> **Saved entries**

=== Section Start ===

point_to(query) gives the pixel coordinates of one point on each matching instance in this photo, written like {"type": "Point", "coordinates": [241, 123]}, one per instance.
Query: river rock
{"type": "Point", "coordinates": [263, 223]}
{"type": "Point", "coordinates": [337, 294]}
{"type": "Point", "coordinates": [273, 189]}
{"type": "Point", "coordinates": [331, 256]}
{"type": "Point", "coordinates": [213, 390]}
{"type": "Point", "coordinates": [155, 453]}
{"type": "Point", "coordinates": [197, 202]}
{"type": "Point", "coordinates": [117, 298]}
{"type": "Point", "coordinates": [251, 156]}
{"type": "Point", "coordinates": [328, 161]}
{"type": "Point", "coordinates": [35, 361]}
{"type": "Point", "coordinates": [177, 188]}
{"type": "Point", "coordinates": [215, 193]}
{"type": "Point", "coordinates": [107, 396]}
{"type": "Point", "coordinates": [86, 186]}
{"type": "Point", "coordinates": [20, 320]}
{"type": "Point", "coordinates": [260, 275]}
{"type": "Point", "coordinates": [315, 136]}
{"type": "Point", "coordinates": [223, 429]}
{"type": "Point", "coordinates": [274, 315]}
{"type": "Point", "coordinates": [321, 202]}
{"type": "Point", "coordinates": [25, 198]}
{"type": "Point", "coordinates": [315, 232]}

=== Section End ===

> **Task details**
The records are to be repeated in full, exactly as they stand.

> **Written response**
point_to(query) gives the pixel coordinates of one point on each matching instance in this photo, written like {"type": "Point", "coordinates": [241, 123]}, one per instance.
Query: river rock
{"type": "Point", "coordinates": [263, 223]}
{"type": "Point", "coordinates": [337, 294]}
{"type": "Point", "coordinates": [273, 189]}
{"type": "Point", "coordinates": [331, 256]}
{"type": "Point", "coordinates": [213, 390]}
{"type": "Point", "coordinates": [155, 453]}
{"type": "Point", "coordinates": [197, 202]}
{"type": "Point", "coordinates": [117, 298]}
{"type": "Point", "coordinates": [251, 156]}
{"type": "Point", "coordinates": [328, 161]}
{"type": "Point", "coordinates": [35, 361]}
{"type": "Point", "coordinates": [177, 188]}
{"type": "Point", "coordinates": [215, 193]}
{"type": "Point", "coordinates": [107, 396]}
{"type": "Point", "coordinates": [86, 186]}
{"type": "Point", "coordinates": [20, 320]}
{"type": "Point", "coordinates": [260, 275]}
{"type": "Point", "coordinates": [315, 136]}
{"type": "Point", "coordinates": [223, 429]}
{"type": "Point", "coordinates": [274, 315]}
{"type": "Point", "coordinates": [321, 202]}
{"type": "Point", "coordinates": [25, 198]}
{"type": "Point", "coordinates": [315, 232]}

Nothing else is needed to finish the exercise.